TASK GOAL »
According to the Las Vegas golf passage, what in-season green fee does Wynn Golf Club charge?

PROVIDED PASSAGE below:

Basically, it’s a very hard hole where the strategic demands begin on the tee shot. It’s a big ask for many resort players. 

But, again, that’s Vegas. The odds are never stacked in the player’s favor. It’s best to just take a shot and enjoy a setting that you likely will never forget.

Now about that green fee . . .

Wynn Golf Club has one of the highest costs of a daily-fee course in the U.S., charging $550 in season, $50 higher even than before the course was shuttered in 2017. That sounds prohibitively expensive for many players, but there are plenty of guests in the adjacent Wynn hotel and casino who spin through a lot more on the slot machines in less time than it takes to play a round of golf.

Brian Hawthorne, the resort’s executive director of golf operations, said there’s a lot of value baked into that fee when considering the location on the Strip as well as an all-inclusive experience that includes forecaddie and rental clubs if needed.

“And if you keep somebody from gambling for four and a half hours, we might be saving people money,” he said with a laugh.

So while that kind of green fee is not for every golfer, Hawthorne is right. As he said, “There’s different price points for every type of customer,” and many of the luxury resort’s guests simply aren’t worried about price. This is, after all, a Forbes Five-Star property that uses Rolls-Royce limos to whisk preferred guests back and forth to the airport. 

More options in Vegas

There’s a lot more to Las Vegas than the Strip, and while it might not be a classic golf town, there are plenty of interesting options to keep players out of the casinos. Here’s a sampling from a recent trip:

TPC Las Vegas (Courtesy of TPC Las Vegas)

TPC Las Vegas | Par 71; 7,104 yards

Built in 1996, this Bobby Weed and Raymond Floyd design is about a 25-minute drive west of the Strip near the base of the Red Rock Canyon National Conservation Area.

End of PROVIDED PASSAGE.
DATASET CONTENT below:

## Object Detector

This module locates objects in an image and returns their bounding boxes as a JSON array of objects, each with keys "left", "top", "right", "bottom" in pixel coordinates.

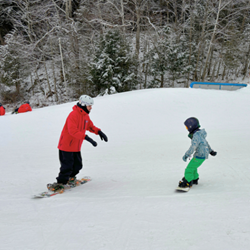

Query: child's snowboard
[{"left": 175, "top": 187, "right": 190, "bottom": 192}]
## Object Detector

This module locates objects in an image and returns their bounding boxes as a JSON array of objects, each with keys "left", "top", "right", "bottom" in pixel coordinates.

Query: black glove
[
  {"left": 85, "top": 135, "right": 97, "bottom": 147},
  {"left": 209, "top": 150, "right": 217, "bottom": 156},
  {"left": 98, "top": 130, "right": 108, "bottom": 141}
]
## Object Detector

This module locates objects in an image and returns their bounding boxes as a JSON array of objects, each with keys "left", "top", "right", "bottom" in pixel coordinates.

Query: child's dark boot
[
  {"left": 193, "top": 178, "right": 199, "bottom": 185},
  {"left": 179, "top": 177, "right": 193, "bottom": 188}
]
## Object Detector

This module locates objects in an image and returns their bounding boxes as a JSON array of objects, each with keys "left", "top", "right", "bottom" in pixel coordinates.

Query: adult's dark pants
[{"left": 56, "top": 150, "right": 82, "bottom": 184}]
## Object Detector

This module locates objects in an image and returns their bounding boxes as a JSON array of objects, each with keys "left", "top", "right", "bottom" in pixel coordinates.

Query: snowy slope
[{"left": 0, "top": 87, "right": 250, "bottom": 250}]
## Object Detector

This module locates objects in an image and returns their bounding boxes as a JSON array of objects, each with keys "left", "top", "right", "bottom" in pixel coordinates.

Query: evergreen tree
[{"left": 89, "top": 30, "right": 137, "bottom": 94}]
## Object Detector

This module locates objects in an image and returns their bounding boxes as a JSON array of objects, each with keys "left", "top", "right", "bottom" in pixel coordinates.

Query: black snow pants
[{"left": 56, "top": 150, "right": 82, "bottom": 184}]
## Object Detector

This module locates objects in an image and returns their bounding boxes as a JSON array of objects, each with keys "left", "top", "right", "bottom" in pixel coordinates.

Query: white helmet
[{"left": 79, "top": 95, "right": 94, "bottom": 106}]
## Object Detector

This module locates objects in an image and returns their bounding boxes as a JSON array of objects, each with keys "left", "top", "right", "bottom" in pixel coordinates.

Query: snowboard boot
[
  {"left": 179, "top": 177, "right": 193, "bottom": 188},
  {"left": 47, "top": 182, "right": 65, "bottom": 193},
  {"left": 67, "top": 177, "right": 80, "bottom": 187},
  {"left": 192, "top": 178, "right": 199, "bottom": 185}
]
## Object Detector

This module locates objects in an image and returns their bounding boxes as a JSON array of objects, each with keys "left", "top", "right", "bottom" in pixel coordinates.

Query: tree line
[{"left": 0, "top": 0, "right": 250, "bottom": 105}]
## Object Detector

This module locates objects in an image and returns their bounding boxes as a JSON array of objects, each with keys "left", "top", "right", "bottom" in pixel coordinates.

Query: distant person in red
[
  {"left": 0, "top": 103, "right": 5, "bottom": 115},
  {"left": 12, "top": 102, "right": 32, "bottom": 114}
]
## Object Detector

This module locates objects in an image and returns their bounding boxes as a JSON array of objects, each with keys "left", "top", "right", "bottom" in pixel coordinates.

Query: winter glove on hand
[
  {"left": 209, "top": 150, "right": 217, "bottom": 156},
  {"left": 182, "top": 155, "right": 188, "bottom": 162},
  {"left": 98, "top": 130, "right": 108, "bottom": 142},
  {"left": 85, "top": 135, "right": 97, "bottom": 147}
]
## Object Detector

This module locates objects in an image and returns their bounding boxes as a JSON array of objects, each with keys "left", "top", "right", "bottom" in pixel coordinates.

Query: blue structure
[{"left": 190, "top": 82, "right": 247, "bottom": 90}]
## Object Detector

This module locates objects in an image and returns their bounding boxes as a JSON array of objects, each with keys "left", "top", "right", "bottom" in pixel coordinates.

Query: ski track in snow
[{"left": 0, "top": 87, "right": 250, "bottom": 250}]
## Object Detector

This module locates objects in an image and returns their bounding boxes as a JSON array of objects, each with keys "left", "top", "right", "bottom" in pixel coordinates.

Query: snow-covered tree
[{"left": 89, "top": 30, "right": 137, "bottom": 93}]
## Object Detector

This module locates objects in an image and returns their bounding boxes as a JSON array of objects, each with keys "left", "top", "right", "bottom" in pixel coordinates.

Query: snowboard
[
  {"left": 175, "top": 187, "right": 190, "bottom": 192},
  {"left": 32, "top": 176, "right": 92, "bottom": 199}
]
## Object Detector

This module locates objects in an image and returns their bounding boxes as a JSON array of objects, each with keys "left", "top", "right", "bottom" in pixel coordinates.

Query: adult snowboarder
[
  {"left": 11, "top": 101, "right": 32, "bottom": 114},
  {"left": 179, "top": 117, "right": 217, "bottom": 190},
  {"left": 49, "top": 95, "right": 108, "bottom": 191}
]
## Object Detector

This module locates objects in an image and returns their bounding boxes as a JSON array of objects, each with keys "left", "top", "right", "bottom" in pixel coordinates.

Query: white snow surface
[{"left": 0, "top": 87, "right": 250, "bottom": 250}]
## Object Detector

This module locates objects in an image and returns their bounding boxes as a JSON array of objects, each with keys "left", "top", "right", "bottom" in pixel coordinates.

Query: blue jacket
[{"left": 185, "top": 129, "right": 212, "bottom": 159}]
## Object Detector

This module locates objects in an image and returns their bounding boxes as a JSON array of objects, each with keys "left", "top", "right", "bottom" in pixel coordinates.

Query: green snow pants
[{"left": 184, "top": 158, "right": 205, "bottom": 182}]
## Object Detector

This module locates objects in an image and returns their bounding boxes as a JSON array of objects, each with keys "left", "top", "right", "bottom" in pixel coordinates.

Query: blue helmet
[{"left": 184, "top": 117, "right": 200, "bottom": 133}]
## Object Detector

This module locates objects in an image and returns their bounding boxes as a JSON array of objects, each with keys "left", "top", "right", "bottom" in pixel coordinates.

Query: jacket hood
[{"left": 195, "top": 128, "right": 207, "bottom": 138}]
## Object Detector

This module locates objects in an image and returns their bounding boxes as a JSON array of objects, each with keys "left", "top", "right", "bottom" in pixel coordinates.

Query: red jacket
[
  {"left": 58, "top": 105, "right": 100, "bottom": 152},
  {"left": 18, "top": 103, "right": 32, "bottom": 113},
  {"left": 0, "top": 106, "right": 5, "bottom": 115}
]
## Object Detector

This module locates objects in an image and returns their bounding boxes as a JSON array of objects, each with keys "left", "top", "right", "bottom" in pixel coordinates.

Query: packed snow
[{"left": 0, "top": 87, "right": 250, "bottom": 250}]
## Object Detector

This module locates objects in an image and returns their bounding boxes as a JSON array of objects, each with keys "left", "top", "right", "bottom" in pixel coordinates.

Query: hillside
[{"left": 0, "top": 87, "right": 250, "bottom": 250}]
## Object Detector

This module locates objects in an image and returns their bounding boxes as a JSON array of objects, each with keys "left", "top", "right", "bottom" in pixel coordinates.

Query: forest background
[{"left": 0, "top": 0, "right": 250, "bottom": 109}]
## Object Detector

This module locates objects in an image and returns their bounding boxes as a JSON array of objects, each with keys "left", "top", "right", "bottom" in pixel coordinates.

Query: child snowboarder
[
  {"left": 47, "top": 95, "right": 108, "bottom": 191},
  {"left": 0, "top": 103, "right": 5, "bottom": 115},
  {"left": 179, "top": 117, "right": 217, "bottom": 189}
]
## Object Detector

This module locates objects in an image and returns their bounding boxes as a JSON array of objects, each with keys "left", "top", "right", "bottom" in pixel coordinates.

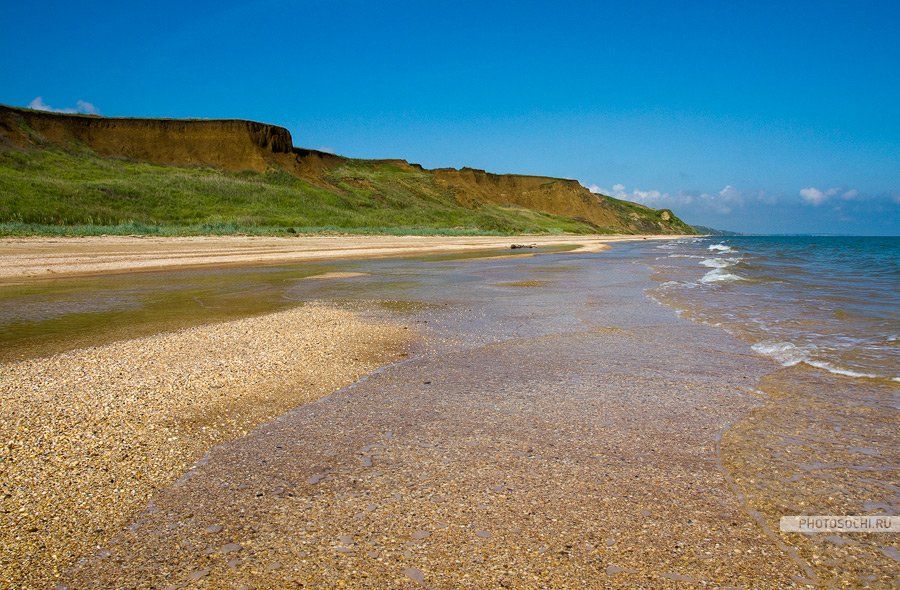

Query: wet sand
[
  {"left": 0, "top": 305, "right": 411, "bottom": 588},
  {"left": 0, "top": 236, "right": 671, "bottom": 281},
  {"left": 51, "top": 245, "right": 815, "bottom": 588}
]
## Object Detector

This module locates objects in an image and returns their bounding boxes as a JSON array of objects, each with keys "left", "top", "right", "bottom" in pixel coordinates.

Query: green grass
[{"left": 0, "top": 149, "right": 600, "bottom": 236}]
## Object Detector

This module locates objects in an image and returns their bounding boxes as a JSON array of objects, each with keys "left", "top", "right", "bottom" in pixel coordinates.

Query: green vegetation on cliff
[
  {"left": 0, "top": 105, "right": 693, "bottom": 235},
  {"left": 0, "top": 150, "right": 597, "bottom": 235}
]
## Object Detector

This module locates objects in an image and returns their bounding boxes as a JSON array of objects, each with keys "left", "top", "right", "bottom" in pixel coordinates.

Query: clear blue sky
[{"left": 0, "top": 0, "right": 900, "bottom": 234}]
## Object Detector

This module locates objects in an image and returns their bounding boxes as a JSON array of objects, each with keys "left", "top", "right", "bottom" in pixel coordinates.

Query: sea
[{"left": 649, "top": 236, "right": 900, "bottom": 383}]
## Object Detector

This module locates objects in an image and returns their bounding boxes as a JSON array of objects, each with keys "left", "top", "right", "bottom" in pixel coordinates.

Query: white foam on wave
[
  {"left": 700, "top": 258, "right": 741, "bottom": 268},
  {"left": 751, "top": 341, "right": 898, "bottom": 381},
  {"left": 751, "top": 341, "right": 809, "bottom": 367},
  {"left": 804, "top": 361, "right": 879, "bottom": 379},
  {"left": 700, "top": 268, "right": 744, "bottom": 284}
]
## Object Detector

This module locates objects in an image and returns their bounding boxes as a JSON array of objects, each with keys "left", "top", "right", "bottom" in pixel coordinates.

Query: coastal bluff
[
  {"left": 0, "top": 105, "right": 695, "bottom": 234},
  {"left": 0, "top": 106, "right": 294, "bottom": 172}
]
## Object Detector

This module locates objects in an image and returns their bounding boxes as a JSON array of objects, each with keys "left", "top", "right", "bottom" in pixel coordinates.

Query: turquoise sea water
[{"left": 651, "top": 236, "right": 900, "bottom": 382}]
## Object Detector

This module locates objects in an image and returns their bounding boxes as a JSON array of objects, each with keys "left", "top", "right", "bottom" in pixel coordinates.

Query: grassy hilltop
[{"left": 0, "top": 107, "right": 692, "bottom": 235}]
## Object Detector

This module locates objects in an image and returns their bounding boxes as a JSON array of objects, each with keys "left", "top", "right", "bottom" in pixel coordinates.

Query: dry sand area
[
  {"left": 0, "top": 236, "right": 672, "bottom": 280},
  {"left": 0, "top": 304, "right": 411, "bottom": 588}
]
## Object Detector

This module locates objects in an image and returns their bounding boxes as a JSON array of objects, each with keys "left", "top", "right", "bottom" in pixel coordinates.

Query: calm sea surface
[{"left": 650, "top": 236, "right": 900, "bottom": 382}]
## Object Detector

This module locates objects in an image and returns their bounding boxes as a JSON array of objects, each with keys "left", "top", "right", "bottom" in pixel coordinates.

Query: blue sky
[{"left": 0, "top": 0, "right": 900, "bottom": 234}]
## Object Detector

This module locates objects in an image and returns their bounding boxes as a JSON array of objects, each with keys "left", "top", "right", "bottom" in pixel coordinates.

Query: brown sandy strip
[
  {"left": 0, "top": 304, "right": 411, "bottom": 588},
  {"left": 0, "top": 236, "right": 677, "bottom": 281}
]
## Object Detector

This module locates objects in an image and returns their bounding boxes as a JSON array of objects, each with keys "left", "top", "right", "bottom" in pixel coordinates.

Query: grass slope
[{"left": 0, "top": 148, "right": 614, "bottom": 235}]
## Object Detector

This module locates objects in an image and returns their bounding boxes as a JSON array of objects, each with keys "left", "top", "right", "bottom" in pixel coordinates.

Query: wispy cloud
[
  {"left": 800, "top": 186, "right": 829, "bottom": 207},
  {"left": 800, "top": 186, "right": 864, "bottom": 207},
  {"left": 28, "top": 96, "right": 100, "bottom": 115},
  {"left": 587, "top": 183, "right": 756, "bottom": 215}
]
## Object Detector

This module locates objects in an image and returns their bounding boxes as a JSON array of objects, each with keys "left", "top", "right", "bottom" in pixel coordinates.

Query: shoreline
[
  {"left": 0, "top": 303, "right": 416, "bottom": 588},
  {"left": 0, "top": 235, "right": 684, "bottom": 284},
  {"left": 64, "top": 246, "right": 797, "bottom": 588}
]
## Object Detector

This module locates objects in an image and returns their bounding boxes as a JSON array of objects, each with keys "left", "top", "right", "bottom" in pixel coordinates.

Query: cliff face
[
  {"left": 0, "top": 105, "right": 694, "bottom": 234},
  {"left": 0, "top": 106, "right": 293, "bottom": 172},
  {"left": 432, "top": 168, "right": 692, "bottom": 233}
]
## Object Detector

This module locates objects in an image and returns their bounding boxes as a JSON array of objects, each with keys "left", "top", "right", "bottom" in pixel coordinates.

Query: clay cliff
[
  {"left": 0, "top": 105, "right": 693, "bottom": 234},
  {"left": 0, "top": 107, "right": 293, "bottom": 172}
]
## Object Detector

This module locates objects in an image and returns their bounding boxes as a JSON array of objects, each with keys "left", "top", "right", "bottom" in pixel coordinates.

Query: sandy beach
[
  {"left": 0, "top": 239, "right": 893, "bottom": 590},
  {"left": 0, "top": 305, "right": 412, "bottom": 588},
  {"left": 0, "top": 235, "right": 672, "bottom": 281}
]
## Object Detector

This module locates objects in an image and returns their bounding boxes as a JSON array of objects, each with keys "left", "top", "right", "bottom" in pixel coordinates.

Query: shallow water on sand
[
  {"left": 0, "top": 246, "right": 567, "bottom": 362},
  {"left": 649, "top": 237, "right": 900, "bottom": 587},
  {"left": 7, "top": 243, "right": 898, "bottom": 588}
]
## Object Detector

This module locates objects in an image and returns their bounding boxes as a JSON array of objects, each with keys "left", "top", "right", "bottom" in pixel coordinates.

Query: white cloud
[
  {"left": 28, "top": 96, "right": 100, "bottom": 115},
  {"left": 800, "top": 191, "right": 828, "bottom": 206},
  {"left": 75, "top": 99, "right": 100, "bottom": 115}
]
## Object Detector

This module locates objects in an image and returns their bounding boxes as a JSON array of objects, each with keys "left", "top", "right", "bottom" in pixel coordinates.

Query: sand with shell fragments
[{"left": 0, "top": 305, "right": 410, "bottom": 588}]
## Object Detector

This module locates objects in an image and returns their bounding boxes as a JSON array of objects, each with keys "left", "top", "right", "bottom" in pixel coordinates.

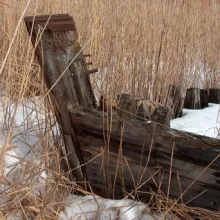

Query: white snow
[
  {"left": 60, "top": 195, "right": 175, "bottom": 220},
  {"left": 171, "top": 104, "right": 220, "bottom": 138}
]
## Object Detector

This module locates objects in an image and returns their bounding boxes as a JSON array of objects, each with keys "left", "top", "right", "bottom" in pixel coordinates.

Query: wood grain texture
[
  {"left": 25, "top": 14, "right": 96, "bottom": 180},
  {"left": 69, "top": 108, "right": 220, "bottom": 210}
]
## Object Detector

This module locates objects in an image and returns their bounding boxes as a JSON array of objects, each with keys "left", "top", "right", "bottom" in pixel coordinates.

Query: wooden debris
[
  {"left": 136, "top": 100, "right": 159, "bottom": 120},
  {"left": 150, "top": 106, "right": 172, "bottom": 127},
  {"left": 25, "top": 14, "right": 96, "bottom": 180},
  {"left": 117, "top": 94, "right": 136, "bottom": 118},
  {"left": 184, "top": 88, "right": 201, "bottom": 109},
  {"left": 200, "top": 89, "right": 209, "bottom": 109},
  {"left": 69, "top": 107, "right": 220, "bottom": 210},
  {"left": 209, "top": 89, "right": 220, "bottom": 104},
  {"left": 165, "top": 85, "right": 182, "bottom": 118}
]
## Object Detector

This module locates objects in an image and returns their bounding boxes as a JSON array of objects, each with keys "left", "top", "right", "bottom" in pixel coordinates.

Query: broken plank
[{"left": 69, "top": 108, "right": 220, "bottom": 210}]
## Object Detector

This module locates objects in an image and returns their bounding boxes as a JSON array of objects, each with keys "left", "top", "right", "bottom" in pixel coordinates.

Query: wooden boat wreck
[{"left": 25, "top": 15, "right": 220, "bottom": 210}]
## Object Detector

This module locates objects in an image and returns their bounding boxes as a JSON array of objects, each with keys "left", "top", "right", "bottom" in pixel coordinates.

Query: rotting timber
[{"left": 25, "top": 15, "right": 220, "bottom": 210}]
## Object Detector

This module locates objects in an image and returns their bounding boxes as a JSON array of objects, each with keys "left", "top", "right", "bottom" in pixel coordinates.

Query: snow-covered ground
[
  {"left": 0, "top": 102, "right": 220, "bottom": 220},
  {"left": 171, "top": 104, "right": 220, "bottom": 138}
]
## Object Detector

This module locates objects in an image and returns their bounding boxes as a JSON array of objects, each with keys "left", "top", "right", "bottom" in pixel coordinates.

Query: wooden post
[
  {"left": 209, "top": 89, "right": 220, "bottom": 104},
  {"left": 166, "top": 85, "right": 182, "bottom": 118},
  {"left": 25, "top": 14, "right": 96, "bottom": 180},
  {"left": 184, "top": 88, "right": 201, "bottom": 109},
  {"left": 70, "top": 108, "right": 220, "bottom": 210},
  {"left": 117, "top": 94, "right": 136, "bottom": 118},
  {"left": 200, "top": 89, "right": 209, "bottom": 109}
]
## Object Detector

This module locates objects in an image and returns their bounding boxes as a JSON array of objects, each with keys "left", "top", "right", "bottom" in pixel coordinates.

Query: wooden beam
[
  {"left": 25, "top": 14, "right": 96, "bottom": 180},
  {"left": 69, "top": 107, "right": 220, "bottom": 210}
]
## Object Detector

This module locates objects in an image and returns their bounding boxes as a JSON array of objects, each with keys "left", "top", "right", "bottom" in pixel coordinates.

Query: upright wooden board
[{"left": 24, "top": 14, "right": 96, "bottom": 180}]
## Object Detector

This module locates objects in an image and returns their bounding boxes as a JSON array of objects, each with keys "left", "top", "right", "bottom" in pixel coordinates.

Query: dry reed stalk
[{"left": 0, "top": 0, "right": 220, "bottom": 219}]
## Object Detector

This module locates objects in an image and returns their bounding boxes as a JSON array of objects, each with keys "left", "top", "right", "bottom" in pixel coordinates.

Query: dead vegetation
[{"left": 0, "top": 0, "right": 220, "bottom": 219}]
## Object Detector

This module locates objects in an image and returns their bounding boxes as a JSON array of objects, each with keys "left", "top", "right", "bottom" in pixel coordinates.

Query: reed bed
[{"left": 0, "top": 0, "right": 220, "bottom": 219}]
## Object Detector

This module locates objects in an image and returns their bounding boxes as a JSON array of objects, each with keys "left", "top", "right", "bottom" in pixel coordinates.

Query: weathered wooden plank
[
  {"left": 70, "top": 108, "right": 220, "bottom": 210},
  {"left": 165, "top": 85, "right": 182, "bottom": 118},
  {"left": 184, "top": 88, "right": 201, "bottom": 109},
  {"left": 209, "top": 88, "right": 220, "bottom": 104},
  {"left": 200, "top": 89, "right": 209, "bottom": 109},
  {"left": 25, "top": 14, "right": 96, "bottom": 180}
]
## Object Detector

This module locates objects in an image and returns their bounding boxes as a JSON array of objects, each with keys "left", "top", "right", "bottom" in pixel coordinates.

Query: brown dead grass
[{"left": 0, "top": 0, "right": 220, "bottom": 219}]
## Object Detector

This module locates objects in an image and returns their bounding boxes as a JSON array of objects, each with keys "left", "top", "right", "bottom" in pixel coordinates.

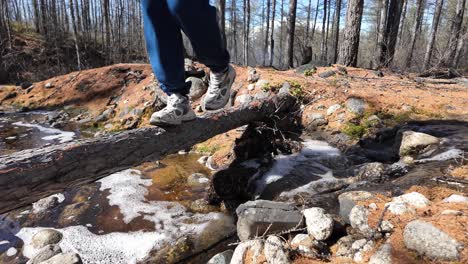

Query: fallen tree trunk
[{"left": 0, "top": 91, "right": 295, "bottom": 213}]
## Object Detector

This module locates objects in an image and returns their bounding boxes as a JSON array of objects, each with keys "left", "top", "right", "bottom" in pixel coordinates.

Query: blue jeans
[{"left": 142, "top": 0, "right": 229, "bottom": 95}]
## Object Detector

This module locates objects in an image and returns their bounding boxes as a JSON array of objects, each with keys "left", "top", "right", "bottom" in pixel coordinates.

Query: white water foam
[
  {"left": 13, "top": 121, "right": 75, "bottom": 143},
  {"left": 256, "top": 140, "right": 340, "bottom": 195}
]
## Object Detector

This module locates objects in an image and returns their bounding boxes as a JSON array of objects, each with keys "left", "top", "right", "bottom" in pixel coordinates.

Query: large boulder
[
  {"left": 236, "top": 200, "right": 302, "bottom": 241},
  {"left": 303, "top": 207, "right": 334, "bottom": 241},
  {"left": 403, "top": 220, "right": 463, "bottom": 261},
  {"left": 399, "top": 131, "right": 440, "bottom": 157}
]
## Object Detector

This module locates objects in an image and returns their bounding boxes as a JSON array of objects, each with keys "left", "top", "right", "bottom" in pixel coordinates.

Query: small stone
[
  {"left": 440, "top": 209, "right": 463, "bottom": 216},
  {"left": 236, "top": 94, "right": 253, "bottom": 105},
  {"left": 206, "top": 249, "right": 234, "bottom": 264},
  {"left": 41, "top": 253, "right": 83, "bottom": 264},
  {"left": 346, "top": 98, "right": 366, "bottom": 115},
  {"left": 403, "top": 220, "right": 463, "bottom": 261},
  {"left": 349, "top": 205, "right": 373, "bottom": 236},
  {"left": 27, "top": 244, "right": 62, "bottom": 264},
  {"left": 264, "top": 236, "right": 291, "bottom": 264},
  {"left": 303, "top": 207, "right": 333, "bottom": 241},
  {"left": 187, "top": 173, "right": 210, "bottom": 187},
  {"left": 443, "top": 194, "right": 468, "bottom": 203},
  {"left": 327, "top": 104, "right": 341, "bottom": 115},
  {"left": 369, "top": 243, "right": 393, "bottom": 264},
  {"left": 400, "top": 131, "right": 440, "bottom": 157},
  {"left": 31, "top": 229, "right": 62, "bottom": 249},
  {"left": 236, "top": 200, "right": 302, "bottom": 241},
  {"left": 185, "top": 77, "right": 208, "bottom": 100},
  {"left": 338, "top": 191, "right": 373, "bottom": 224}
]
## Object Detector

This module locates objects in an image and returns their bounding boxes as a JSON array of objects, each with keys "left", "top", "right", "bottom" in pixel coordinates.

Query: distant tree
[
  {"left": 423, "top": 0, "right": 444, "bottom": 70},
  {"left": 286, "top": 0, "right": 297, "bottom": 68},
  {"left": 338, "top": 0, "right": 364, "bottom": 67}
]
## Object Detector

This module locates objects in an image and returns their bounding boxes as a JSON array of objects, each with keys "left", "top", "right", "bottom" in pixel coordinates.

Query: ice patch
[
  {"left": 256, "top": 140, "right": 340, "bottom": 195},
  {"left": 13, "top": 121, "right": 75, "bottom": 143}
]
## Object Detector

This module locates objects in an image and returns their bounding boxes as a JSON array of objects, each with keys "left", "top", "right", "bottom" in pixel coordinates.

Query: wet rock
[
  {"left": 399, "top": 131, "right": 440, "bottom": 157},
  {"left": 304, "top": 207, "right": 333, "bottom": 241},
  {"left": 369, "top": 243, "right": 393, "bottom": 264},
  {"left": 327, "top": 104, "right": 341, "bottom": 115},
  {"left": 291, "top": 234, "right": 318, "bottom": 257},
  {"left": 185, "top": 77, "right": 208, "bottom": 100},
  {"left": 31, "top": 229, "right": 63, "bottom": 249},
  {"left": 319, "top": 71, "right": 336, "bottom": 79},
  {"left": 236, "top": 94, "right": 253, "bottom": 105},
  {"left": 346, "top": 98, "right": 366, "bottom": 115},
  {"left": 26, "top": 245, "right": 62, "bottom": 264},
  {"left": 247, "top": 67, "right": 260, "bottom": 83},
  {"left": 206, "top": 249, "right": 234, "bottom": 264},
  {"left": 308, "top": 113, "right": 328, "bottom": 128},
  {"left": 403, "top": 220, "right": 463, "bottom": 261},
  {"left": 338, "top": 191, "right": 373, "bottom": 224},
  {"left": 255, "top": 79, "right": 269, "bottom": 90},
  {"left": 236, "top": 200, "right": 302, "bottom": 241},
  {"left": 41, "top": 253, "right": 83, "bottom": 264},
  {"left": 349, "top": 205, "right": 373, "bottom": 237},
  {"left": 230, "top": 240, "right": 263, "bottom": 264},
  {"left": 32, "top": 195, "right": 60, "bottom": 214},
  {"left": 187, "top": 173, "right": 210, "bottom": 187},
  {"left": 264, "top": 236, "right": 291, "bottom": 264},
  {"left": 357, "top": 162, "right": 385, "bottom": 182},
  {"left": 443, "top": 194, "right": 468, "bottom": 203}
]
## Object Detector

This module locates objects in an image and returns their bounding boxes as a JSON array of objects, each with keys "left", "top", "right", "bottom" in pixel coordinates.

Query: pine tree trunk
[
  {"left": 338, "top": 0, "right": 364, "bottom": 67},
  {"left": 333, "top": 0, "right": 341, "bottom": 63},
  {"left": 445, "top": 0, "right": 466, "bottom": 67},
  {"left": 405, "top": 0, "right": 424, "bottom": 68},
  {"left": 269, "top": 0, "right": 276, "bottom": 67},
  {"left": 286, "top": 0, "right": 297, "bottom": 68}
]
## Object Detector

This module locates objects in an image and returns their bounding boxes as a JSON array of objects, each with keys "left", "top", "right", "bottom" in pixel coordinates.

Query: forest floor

End of DATASET CONTENT.

PROBLEM SOLUTION »
$550